## Tasks
- 1) In the btrfs fallocate email, which function does btrfs_fallocate() call at its end?
- 2) Rewrite the paragraph of the btrfs fallocate email that begins "Please ignore this patch" more briefly, keeping its main facts.
- 3) Return the part of the btrfs fallocate email starting at "From: Wang Xiaoguang" and ending at "Message-ID: <5783843A.5080809@cn.fujitsu.com> (raw)", copied exactly.

## Text block
=-=-=

From: Wang Xiaoguang <wangxg.fnst@cn.fujitsu.com>
To: <linux-btrfs@vger.kernel.org>
Cc: <dsterba@suse.cz>
Subject: Re: [PATCH 2/2] btrfs: fix false ENOSPC for btrfs_fallocate()
Date: Mon, 11 Jul 2016 19:34:18 +0800 [thread overview]
Message-ID: <5783843A.5080809@cn.fujitsu.com> (raw)
In-Reply-To: <20160706103753.4908-2-wangxg.fnst@cn.fujitsu.com>
hello,
Please ignore this patch, though this patch is correct to me, and pass
the fstests test. I have prepared a new common patch to fix this false
ENOSPC bug. Currently I'm doing fstests test, and will sent them
tomorrow, thanks.
Regards,
Xiaoguang Wang
On 07/06/2016 06:37 PM, Wang Xiaoguang wrote:
> Below test scripts can reproduce this false ENOSPC:
> #!/bin/bash
> dd if=/dev/zero of=fs.img bs=$((1024*1024)) count=128
> dev=$(losetup --show -f fs.img)
> mkfs.btrfs -f -M $dev
> mkdir /tmp/mntpoint
> mount /dev/loop0 /tmp/mntpoint
> cd mntpoint
> xfs_io -f -c "falloc 0 $((40*1024*1024))" testfile
>
> Above fallocate(2) operation will fail for ENOSPC reason, but indeed
> fs still has free space to satisfy this request. The reason is
> btrfs_fallocate() dose not decrease btrfs_space_info's bytes_may_use
> just in time, and it calls btrfs_free_reserved_data_space_noquota() in
> the end of btrfs_fallocate(), which is too late and have already added
> false unnecessary pressure to enospc system. See call graph:
> btrfs_fallocate()

=-=-=

## Listed entries
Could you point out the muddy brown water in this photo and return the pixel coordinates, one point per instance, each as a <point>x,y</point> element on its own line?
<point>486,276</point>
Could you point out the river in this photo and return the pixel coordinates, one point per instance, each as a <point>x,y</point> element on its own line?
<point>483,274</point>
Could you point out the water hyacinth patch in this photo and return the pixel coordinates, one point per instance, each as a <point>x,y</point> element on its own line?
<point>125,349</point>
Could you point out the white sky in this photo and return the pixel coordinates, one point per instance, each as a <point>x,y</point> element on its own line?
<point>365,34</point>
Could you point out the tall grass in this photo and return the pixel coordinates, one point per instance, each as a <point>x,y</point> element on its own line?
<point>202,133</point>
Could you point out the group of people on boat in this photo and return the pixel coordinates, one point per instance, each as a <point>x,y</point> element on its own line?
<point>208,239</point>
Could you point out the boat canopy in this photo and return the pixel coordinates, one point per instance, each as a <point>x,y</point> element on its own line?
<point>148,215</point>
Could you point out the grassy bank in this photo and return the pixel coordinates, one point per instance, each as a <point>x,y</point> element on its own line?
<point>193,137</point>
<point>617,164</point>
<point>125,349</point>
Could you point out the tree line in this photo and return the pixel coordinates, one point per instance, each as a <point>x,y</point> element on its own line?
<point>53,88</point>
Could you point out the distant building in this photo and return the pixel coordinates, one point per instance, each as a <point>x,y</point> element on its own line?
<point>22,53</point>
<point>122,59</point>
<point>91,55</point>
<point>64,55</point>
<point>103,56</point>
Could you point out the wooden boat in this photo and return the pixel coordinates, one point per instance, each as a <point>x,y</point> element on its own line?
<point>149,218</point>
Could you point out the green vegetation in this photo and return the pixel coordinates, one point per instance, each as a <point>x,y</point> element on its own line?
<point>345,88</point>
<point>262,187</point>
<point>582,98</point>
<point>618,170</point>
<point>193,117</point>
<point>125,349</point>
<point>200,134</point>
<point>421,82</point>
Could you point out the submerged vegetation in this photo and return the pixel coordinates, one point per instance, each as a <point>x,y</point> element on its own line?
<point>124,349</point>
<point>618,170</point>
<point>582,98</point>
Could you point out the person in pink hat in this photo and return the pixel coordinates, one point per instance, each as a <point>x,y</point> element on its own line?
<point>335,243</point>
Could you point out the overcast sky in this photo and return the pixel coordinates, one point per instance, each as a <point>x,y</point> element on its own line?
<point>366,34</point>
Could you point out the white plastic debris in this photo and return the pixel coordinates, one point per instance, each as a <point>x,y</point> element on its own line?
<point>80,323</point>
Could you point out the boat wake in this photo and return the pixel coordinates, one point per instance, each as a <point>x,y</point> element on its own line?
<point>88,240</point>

=-=-=

## Exercise solutions
- 1) It calls btrfs_free_reserved_data_space_noquota().

- 2) The patch should be ignored. It seems correct and passes fstests, but a new common patch fixing the false ENOSPC bug has been prepared. That patch is now going through fstests and will be sent tomorrow.

- 3)
From: Wang Xiaoguang <wangxg.fnst@cn.fujitsu.com>
To: <linux-btrfs@vger.kernel.org>
Cc: <dsterba@suse.cz>
Subject: Re: [PATCH 2/2] btrfs: fix false ENOSPC for btrfs_fallocate()
Date: Mon, 11 Jul 2016 19:34:18 +0800 [thread overview]
Message-ID: <5783843A.5080809@cn.fujitsu.com> (raw)